▸ Problem requirements
Count the lines in the entries below that contain the word "frame". Give only the number.

▸ The data
☆ ☆ ☆

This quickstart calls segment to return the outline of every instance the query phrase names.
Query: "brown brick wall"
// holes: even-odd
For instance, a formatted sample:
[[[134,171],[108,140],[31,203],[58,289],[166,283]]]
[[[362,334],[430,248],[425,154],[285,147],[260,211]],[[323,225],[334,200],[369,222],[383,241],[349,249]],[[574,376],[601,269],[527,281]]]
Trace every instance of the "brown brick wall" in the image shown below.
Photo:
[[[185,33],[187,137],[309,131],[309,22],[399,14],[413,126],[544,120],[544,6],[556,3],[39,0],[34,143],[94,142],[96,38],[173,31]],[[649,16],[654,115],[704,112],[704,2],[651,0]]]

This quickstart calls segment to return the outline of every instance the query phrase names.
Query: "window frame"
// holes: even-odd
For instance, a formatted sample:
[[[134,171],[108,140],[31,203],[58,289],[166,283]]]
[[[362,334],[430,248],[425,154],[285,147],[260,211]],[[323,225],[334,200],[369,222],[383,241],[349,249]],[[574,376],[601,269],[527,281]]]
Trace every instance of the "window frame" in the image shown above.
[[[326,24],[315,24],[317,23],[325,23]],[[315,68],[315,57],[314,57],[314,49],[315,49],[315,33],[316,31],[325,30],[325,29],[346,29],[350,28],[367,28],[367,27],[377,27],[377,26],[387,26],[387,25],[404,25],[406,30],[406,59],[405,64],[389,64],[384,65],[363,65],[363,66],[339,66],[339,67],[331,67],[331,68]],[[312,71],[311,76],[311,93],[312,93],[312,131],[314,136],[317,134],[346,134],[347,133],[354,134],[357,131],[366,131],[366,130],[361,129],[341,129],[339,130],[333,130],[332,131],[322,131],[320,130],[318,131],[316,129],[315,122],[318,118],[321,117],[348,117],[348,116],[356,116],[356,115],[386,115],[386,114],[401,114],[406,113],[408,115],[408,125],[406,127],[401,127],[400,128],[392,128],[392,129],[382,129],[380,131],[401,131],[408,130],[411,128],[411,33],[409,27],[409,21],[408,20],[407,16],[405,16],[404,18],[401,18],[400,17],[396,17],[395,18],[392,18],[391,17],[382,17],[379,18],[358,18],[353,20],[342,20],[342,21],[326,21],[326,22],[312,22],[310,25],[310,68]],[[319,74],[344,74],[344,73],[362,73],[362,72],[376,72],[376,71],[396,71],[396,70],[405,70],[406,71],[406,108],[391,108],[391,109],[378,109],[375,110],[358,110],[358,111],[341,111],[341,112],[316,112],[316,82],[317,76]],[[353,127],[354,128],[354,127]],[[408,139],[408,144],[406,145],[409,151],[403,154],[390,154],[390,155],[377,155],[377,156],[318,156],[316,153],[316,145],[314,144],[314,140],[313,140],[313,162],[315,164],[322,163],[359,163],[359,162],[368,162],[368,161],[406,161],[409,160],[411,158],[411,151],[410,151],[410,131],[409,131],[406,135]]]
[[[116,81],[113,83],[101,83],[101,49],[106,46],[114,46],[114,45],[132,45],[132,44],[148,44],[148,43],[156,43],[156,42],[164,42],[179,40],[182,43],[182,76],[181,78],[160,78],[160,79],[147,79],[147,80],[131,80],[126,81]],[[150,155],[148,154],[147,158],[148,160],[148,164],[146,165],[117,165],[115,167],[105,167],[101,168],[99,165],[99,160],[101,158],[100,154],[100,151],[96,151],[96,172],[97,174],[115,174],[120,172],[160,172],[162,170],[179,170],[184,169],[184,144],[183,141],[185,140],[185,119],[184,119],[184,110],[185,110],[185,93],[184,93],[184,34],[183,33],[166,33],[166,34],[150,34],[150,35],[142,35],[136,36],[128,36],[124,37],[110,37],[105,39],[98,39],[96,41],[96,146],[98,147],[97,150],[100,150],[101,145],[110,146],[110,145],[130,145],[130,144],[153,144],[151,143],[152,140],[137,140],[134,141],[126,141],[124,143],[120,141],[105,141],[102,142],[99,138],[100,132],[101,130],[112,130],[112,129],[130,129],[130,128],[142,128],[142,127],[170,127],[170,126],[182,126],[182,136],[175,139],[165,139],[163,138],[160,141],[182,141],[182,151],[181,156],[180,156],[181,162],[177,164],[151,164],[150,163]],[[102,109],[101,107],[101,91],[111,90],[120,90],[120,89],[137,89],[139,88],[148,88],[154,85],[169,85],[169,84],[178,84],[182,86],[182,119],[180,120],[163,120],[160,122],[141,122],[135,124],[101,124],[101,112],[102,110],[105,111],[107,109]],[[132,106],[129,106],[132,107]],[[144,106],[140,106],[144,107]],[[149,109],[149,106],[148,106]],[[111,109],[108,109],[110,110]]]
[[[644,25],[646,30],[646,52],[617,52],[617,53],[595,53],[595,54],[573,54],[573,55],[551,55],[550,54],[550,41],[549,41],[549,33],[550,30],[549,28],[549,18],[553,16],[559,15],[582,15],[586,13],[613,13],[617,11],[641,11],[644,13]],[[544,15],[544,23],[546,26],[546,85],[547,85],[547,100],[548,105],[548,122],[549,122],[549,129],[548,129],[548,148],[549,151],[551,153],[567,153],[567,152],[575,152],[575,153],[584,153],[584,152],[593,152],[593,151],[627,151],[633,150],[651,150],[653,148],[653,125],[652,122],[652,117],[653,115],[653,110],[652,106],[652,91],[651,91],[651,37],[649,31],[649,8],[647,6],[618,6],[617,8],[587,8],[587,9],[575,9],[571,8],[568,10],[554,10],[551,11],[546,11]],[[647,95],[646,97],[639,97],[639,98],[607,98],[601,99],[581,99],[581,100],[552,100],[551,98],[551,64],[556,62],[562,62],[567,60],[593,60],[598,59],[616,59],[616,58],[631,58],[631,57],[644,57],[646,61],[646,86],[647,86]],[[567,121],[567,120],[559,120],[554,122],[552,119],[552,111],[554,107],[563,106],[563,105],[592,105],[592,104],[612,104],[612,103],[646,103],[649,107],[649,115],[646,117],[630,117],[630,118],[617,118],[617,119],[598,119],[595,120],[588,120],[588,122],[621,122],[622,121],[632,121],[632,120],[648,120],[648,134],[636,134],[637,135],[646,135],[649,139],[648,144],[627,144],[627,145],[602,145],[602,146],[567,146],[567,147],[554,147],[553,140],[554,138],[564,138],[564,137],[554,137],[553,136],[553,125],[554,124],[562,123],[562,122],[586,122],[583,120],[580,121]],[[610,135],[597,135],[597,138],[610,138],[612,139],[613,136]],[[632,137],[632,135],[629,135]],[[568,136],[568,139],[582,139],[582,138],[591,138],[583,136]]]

☆ ☆ ☆

▸ Exercise response
2